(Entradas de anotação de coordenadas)
____________
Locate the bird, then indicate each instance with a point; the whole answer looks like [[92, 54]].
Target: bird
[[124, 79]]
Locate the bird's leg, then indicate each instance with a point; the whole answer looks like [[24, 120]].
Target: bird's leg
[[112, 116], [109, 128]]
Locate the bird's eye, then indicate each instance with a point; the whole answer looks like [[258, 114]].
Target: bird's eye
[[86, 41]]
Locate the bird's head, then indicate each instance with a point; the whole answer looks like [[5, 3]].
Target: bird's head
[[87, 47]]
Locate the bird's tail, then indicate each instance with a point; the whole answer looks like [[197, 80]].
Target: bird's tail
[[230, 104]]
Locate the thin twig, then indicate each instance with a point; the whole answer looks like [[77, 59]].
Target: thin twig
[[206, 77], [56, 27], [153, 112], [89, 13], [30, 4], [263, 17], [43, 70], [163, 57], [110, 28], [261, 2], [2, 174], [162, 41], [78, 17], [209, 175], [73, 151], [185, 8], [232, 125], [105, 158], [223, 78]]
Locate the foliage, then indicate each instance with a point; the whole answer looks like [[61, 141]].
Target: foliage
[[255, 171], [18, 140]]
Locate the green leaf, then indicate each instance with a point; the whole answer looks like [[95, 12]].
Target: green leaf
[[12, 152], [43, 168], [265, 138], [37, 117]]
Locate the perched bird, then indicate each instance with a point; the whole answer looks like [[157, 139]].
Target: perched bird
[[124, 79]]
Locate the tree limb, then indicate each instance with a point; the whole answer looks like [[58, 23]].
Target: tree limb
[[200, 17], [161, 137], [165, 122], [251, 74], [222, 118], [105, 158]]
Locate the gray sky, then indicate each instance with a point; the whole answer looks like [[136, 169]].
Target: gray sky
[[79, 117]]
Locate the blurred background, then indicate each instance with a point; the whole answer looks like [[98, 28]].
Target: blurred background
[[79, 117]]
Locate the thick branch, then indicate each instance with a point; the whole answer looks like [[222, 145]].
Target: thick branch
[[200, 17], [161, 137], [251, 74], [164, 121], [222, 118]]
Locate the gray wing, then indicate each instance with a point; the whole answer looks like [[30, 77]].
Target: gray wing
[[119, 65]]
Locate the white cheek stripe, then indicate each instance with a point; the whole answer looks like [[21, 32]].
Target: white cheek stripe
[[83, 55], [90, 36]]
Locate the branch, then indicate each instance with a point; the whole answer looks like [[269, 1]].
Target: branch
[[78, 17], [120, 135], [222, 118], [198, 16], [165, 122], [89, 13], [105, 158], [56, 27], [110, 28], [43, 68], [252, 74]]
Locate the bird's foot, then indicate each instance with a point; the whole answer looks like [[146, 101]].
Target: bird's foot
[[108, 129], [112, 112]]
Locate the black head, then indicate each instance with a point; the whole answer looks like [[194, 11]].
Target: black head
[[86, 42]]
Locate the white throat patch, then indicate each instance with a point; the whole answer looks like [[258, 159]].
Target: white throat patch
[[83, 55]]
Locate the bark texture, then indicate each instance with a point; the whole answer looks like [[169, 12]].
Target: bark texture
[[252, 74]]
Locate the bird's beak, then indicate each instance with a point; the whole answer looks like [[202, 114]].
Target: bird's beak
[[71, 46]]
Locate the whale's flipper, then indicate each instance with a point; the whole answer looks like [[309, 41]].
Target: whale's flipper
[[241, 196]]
____________
# Enunciado
Formate as linhas da listagem acima como uma tabela em Markdown com as colunas "Número" e "Linha", omitindo as linhas em branco.

# Resolução
| Número | Linha |
|---|---|
| 1 | Locate the bird, then indicate each instance with a point; the whole answer looks like [[92, 54]]. |
| 2 | Target: bird |
| 3 | [[124, 79]] |
| 4 | Locate the bird's leg, then indicate each instance with a point; the whole answer looks like [[24, 120]]. |
| 5 | Target: bird's leg |
| 6 | [[112, 116], [109, 128]] |
| 7 | Locate the bird's eye, then indicate each instance with a point; the whole answer looks like [[258, 114]]. |
| 8 | Target: bird's eye |
| 9 | [[86, 41]] |
| 10 | Locate the bird's head, then indicate each instance with a point; the whole answer looks like [[5, 3]]. |
| 11 | Target: bird's head |
| 12 | [[87, 47]] |
| 13 | Locate the bird's tail, then indicate each instance with a point; the whole answer looks like [[197, 80]]. |
| 14 | Target: bird's tail |
| 15 | [[230, 104]] |
| 16 | Locate the thin twig, then indicate each instance with a point; the whole answer looks like [[77, 59]]. |
| 17 | Target: thin twig |
| 18 | [[206, 77], [56, 27], [153, 112], [89, 13], [30, 4], [263, 17], [43, 70], [163, 57], [110, 28], [261, 2], [2, 174], [162, 41], [78, 17], [209, 175], [73, 151], [185, 8], [232, 125], [105, 158], [223, 78]] |
| 19 | Locate the foliage, then indicate each instance with a point; the whole answer looks like [[61, 141]]. |
| 20 | Target: foliage |
| 21 | [[255, 171], [18, 140]] |
| 22 | Locate the green leaf, then indicate each instance with a point; the whole answer looks like [[95, 12]]. |
| 23 | Target: green leaf |
| 24 | [[12, 152], [43, 168], [265, 138], [37, 117]] |
| 25 | Locate the perched bird, then indicate each instance with a point; the whole answer looks like [[157, 139]]. |
| 26 | Target: perched bird |
| 27 | [[124, 79]] |
| 28 | Locate the tree limb, then indicate each instance with a point; the whole answer looks like [[58, 23]]. |
| 29 | Target: tree limb |
| 30 | [[200, 17], [161, 137], [165, 122], [251, 74], [222, 118], [105, 158]] |
| 31 | Locate the gray sky, then indicate each instance with a point; the whole answer looks like [[136, 169]]. |
| 32 | Target: gray sky |
| 33 | [[79, 117]] |
| 34 | Locate the blurred background, then indicate each instance with a point; the whole answer looks like [[98, 28]]. |
| 35 | Target: blurred background |
| 36 | [[79, 117]] |
| 37 | Locate the thick branch, then indicate each instance with a point; the whole answer looks like [[222, 145]]. |
| 38 | Target: thick branch |
| 39 | [[200, 17], [161, 137], [251, 74], [164, 121], [222, 118]] |
| 40 | Locate the gray wing, then indicate each instance with a point; the whole answer looks like [[30, 77]]. |
| 41 | Target: gray wing |
| 42 | [[119, 65]] |
| 43 | Locate the white cheek stripe, then indicate each instance with a point; the whole answer looks like [[21, 32]]. |
| 44 | Target: white cheek stripe |
| 45 | [[83, 55], [90, 36]] |
| 46 | Locate the branch, then indicate each instance with a point; the whole answer looks like [[269, 1]]. |
| 47 | Target: branch |
| 48 | [[78, 17], [120, 135], [222, 118], [198, 16], [165, 122], [89, 13], [105, 158], [56, 27], [110, 28], [43, 68], [252, 74]] |
| 49 | Locate the bird's foot, then indicate each instance with a point; the whole answer looks like [[146, 101]]. |
| 50 | Target: bird's foot |
| 51 | [[108, 129], [112, 112]] |
| 52 | Locate the black head, then indicate each instance with a point; the whole answer looks like [[194, 11]]. |
| 53 | Target: black head |
| 54 | [[86, 42]] |
| 55 | Locate the white throat patch, then indicate each instance with a point; the whole answer looks like [[258, 159]]. |
| 56 | Target: white throat patch |
| 57 | [[83, 55]] |
| 58 | Locate the bark texture, then indicate each instance with a point; the whole answer looks like [[169, 12]]. |
| 59 | Target: bark texture |
| 60 | [[252, 74]] |
| 61 | Locate the bird's beak, then indicate each instance with a point; the whole answer looks like [[202, 114]]. |
| 62 | Target: bird's beak |
| 63 | [[71, 46]] |
| 64 | Locate the whale's flipper, then indicate each instance with a point; the whole answer looks like [[309, 41]]. |
| 65 | Target: whale's flipper |
| 66 | [[241, 196]] |